*** Data excerpts ***

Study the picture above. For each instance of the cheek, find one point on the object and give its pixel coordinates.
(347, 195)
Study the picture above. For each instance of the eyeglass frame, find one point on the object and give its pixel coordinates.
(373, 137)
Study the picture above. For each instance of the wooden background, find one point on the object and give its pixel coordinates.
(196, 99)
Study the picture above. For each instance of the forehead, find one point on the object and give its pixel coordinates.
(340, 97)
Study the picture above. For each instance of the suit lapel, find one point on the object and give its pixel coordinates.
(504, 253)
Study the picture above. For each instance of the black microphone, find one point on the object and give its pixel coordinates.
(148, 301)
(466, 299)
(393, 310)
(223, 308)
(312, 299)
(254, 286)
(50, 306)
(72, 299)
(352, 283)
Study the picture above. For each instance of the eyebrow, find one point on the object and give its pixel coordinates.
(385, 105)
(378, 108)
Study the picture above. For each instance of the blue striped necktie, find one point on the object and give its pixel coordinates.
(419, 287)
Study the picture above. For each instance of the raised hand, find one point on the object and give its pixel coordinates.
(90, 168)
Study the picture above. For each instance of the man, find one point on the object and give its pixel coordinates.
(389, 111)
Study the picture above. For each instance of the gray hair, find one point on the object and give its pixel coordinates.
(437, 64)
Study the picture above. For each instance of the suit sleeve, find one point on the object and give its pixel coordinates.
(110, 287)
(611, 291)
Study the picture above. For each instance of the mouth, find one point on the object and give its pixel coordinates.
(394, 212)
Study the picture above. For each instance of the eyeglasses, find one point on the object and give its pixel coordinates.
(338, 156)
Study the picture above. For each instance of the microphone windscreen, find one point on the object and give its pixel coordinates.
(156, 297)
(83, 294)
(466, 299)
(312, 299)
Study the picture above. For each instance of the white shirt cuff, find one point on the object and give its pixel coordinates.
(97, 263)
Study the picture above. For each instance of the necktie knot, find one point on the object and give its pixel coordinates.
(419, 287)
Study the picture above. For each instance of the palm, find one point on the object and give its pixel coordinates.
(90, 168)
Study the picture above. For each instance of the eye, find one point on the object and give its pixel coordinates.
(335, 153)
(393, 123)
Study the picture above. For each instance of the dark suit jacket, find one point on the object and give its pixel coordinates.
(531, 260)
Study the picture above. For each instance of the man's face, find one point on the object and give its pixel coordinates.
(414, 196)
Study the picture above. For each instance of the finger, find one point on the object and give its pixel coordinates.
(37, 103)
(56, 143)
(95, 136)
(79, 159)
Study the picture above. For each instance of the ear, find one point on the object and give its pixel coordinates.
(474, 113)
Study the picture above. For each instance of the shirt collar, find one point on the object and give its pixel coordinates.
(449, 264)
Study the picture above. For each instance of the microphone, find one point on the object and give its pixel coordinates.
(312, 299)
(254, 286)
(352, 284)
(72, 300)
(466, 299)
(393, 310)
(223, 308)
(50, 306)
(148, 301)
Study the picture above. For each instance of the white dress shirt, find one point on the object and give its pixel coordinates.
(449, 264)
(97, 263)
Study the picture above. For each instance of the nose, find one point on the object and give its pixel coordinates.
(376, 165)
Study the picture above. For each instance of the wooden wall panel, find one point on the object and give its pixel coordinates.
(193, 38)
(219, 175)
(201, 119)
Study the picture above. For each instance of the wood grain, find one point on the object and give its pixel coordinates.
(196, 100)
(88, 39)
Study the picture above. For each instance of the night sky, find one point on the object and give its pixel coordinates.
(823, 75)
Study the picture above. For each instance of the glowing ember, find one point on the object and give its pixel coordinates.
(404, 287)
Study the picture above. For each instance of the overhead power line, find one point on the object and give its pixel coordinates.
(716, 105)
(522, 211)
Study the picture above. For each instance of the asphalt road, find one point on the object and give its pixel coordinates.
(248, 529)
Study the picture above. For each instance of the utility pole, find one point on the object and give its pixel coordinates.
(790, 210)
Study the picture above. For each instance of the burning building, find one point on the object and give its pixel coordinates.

***

→ What you should do
Please copy out, word for word, the lines starting at the one that contains "Study the picture above. For each instance of the utility" and ending with the final line above, both included.

→ Completed exercise
Study the picture above. For each instance of the utility pole, find one point on the object and give its pixel coordinates.
(790, 210)
Study the picture above. For each instance of the burning building, find one point on the object and give its pixel coordinates.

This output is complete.